--- TEXT EXCERPT Enclosed Below ---
A good episode, guys. My comments:
The 1st dirty secret is: Most (meaning >50%) Amiga games are pretty bad & derivative. The many great games are absolutely stellar, but the average ones, pee-yew! A lot of European coders were overly fixated on cloning Rainbow Islands / Sonic "fruit" collecting paradigms or Gradius+Darius half-breeds, but missing out on the things that made those 4 games great.
The 2nd dirty secret is: the stock Motorola 68000 CPU found in the Genesis, Amiga, Atari ST, and Jaguar already IS 32-bits, so there isn't a quantum leap from '80s arcade/Genesis games to CD-32 games, which is what you're noticing. All 680x0s up to the 68030 lacked a floating-point math coprocessor, meaning 3D games will suffer in speed on any system that uses these CPUs (a more important factor, I think.) Higher-spec 680x0 processors added wider data lines (and multiplication widths) which is mainly a speed increase, not an architectural one.
If people look at external pins only, then the 68000 (Genesis) is 16-bit, and the 65c816 (SNES) 8-bit. If people look at the internal registers (ie, what the programmer sees) then the Genesis is 32-bit, and the SNES 16-bit. Unfortunately, we're in a weird world where both the Genesis and SNES were "called" 16-bit systems.
OK, about the video: You guys went on and on about the crappy CD32 pad, but you never mentioned the excellent Competition Pro pad, which you obviously had.
--- End of Enclosed TEXT EXCERPT ---
--- ENTRIES PROVIDED Enclosed Below ---
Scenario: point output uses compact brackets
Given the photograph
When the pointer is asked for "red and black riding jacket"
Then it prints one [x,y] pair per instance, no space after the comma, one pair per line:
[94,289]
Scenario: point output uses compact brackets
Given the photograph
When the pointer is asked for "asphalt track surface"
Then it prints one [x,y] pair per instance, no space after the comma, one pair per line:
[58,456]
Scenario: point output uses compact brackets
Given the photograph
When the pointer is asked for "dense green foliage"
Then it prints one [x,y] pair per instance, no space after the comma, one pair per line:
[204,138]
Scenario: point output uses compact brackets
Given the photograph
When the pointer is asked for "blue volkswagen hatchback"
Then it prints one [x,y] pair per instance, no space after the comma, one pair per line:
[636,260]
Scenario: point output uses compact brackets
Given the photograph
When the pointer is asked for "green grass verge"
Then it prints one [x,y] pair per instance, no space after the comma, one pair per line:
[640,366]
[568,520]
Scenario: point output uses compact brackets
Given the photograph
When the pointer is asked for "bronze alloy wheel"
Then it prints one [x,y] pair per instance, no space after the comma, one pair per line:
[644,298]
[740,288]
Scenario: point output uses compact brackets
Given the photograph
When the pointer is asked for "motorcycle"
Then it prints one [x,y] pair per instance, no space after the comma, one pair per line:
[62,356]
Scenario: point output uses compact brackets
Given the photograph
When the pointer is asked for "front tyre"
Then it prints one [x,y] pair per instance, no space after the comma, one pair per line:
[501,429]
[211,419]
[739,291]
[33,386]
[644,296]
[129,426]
--- End of Enclosed ENTRIES PROVIDED ---
--- ENTRIES PROVIDED Enclosed Below ---
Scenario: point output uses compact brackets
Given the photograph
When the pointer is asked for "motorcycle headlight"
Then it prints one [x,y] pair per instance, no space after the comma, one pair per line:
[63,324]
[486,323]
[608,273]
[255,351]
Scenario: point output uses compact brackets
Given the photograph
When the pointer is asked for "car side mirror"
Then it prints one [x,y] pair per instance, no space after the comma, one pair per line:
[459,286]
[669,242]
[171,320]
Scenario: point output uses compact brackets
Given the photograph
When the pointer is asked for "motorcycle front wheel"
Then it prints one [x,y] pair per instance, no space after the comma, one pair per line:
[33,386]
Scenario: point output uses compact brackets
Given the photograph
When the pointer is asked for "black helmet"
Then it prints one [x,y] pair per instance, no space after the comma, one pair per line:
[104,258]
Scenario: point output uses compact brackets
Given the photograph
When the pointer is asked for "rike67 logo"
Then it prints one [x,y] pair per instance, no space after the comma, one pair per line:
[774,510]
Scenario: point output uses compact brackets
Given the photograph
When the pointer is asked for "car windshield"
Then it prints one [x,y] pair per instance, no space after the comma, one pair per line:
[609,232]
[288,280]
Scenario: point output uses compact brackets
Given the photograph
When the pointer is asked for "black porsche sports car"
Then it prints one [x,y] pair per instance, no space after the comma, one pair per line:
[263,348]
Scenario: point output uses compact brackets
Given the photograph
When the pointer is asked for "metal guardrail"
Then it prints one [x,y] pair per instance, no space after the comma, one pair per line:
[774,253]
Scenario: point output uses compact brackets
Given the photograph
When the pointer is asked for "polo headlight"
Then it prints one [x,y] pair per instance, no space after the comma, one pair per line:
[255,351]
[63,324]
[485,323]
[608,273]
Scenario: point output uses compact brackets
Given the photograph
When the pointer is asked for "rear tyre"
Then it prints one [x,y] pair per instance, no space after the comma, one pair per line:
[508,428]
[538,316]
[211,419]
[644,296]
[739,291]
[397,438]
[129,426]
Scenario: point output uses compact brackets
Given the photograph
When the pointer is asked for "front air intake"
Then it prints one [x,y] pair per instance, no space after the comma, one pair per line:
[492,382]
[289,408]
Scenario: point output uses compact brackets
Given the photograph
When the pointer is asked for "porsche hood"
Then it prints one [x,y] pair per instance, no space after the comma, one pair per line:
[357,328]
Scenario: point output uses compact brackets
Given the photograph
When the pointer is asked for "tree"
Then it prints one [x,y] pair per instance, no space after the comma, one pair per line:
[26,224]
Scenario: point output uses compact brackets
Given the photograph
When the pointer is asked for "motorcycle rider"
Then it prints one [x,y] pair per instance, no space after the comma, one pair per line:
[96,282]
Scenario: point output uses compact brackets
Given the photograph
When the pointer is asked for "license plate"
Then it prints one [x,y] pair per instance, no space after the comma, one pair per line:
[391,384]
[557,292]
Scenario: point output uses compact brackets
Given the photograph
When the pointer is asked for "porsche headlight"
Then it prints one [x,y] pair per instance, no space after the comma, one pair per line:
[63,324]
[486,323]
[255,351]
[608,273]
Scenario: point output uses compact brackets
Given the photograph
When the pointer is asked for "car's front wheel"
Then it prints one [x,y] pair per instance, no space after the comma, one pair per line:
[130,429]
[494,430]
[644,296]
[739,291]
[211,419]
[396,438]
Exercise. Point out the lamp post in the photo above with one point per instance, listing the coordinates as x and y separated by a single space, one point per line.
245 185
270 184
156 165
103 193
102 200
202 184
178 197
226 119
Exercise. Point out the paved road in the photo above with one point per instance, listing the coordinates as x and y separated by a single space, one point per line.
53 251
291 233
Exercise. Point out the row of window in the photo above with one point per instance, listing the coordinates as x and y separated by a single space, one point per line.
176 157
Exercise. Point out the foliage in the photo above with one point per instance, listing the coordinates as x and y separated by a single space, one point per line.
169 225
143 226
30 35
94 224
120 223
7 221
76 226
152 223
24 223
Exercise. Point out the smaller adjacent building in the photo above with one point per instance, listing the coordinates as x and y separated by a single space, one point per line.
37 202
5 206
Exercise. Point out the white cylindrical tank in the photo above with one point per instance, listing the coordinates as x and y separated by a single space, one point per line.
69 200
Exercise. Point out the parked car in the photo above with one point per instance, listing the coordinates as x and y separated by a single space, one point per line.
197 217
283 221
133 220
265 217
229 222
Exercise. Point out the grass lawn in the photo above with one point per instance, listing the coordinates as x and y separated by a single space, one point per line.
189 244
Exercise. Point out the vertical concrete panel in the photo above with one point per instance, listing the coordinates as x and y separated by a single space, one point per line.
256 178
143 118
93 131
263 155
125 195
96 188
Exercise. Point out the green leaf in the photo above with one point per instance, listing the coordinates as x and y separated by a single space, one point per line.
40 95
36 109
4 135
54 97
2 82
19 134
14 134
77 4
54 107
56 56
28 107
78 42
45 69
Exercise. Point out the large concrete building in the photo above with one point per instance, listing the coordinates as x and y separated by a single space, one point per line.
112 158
--- End of Enclosed ENTRIES PROVIDED ---
### WORK REQUEST
Answer these questions using the comment on Amiga games.
(a) Which four systems does it name as using the stock Motorola 68000 CPU?
(b) Which 680x0 processors does it say lacked a floating-point math coprocessor?
(c) Which pad does it say the video never mentioned?

### RESPONSE TO THIS TASK
(a) The Genesis, Amiga, Atari ST, and Jaguar.
(b) All 680x0s up to the 68030.
(c) The Competition Pro pad.